(Exercise objective):
Pull out the lines of the records starting at the beginning of the records and ending at the line that contains "positive clicks: (143, 146)", including both ends, and reproduce them without changes. Leave any pictures out of your answer.

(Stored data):
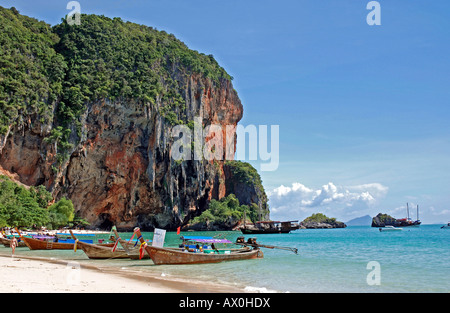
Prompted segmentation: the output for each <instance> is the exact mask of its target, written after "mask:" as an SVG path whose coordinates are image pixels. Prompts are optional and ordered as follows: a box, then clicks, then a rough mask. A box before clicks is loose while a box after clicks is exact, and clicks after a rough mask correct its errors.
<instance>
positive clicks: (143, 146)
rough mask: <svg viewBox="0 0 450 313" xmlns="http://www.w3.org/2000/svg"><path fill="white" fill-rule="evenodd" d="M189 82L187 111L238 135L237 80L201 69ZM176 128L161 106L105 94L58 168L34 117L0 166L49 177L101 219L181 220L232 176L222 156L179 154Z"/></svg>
mask: <svg viewBox="0 0 450 313" xmlns="http://www.w3.org/2000/svg"><path fill="white" fill-rule="evenodd" d="M186 85H187V86H188V88H187V89H186V93H185V95H186V98H185V100H186V103H187V105H186V107H187V108H189V109H187V110H188V112H187V113H188V114H189V115H190V116H192V117H194V116H200V117H201V120H202V122H203V125H202V126H203V127H205V126H206V125H210V124H217V125H222V126H223V129H224V136H226V135H228V136H235V133H231V134H226V133H225V129H226V127H225V126H226V125H234V126H236V124H237V123H238V122H239V120H240V119H241V118H242V114H243V107H242V104H241V102H240V100H239V98H238V96H237V94H236V92H235V91H234V90H233V87H232V84H231V82H229V81H222V83H221V85H220V86H219V87H215V86H213V84H212V83H211V82H210V81H208V80H207V79H202V78H201V77H198V76H197V77H190V78H189V81H188V82H187V84H186ZM172 128H173V127H172V126H171V125H168V124H167V123H166V121H165V119H164V118H163V117H161V115H160V114H159V113H158V111H156V110H155V111H151V110H145V108H143V107H142V106H140V105H138V104H135V103H123V104H122V103H110V102H107V101H101V102H98V103H93V104H89V107H88V110H87V112H86V115H85V122H84V123H83V126H82V133H83V139H82V140H81V142H79V143H78V144H77V145H76V146H75V147H74V149H73V152H72V153H71V154H70V158H69V159H68V160H67V161H66V162H65V163H64V164H63V165H62V166H61V168H59V169H58V172H57V173H55V171H54V170H53V169H52V164H54V161H55V149H54V147H53V145H51V144H47V143H45V141H44V140H43V139H44V136H43V135H42V134H41V133H40V132H39V131H38V132H36V126H35V123H34V121H30V124H29V126H28V127H24V128H22V129H14V130H13V131H12V132H10V133H9V134H8V136H4V137H3V138H2V141H4V142H5V143H4V145H3V146H1V147H0V148H1V154H0V166H1V167H2V169H3V170H6V171H9V172H11V173H15V174H17V175H18V180H19V181H20V182H22V183H24V184H27V185H39V184H45V186H46V187H47V188H48V189H50V190H52V191H53V194H54V195H55V196H56V197H57V198H59V197H62V196H66V197H68V198H69V199H71V200H72V202H73V203H74V207H75V212H76V213H77V214H79V215H80V216H81V217H83V218H85V219H86V220H88V221H89V222H90V223H91V224H92V226H93V227H100V228H107V227H109V226H111V225H112V224H116V225H117V227H118V228H120V229H132V228H133V227H134V226H136V225H138V226H140V227H141V228H143V229H146V228H152V227H163V228H176V226H177V225H180V224H181V223H182V222H183V219H184V218H185V217H188V216H189V215H191V214H194V213H195V211H196V210H198V209H201V208H203V207H204V206H205V205H206V204H207V202H208V201H209V200H211V199H212V198H215V199H220V198H222V197H224V196H225V194H226V187H225V186H226V180H227V177H226V175H225V172H224V169H223V167H224V161H221V160H218V161H217V160H215V161H214V162H212V161H195V160H188V161H183V162H181V163H176V162H174V161H173V160H172V158H171V147H172V144H173V141H174V139H173V138H172V136H171V131H172ZM233 151H234V147H233ZM223 159H225V155H224V158H223ZM228 179H231V178H230V176H228ZM244 196H246V194H245V193H243V195H242V197H244ZM253 201H259V200H258V199H253Z"/></svg>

(Problem solution):
Prompted segmentation: the output for each <instance> is the exact mask of its target, written after "mask:" as an SVG path whose coordinates are image pixels. Prompts are optional and ordered as follows: a box, then clicks, then a rough mask. A box before clicks is loose while a box after clicks is exact, and clicks after a rough mask correct its errors.
<instance>
positive clicks: (143, 146)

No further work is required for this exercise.